WRITTEN PROBLEM: Copy out all of the material below word for word, keeping every line in its original order.

===

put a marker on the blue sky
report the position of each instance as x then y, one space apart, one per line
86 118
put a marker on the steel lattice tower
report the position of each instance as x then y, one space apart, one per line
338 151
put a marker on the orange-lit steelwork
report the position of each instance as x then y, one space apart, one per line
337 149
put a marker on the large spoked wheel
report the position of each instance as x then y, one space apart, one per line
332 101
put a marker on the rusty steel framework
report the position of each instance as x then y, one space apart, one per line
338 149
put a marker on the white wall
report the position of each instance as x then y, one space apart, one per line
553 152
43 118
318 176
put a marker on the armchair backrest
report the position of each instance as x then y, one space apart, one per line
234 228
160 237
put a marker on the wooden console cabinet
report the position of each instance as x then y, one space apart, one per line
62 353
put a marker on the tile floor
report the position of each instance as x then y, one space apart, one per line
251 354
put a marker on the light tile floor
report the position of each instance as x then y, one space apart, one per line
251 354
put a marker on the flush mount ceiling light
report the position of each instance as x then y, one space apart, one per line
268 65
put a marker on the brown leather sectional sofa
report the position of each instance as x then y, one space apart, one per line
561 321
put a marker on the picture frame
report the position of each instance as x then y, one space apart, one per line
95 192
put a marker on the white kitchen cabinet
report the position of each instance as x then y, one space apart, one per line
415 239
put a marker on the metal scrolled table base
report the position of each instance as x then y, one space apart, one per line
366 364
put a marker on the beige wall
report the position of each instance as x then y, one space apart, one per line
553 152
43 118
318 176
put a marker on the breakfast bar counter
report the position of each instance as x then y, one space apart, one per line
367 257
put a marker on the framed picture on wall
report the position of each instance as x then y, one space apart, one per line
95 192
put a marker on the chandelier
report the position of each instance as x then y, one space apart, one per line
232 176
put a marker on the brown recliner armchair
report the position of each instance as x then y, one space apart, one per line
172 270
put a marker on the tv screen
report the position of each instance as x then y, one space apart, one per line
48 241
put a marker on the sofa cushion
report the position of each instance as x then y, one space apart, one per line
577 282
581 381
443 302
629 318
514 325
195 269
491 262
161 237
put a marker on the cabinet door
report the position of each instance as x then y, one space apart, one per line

===

RESPONSE TO THIS EXERCISE:
put a marker on the blue sky
report the position of each instance as x then y, one space apart, one per line
86 118
put a marker on the steel lattice tower
report the position of each instance as x then y, one space apart, one per line
338 151
put a marker on the orange-lit steelwork
report the position of each instance as x then y, one space apart, one per line
337 149
put a marker on the large spoked wheel
report the position of each instance as x then y, one space apart, one per line
332 101
put a marker on the rusty steel framework
report the position of each instance as x then y, one space apart, one per line
338 149
put a marker on the white wall
report the position of each instance as x then y, one space apart, one per line
553 152
43 118
318 176
put a marker on the armchair backrest
report the position of each instance as x then y, one space apart, one per line
234 228
160 237
put a marker on the wooden console cabinet
report the position of each instance as x then y, one space apart, one per line
62 353
put a marker on the tile floor
report the position of each instance as x then y, one space apart, one per line
251 354
put a marker on the light tile floor
report the position of each instance as x then y, one space apart, one per line
251 354
put a marker on the flush mount ceiling light
report the position of each instance as x then y, one space apart, one per line
268 65
put a marker on the brown leather sectional sofa
report the position of each instance as x then y, one space apart, one per line
561 321
put a marker on the picture frame
report the position of each instance as x then y, one space apart, one per line
95 192
put a marker on the white kitchen cabinet
report the position of each instance as x then y, one space apart, one per line
415 239
put a marker on the metal scrolled table base
report the position of each instance as x then y, one space apart, one per line
366 364
put a marker on the beige wall
report the position of each instance as x then y, one space apart, one per line
553 152
43 118
318 176
put a marker on the breakfast bar counter
report the position of each instance as x then y, one space apart, one per line
367 257
put a marker on the framed picture on wall
report the position of each instance as x then y, one space apart, one per line
95 192
put a marker on the chandelier
report the position of each instance as x then y, one space apart, one per line
232 176
put a marker on the brown recliner armchair
report the position of each instance as x then y, one space apart, one per line
172 270
put a marker on the tv screen
report the position of each instance as x then y, one space apart, one per line
48 241
put a marker on the sofa cushion
report the position of each instance as x then y, one space apart, one per line
577 282
581 381
443 302
629 318
514 325
195 269
491 262
161 237
put a marker on the cabinet door
report the position of each instance as x then y, one space apart, one per line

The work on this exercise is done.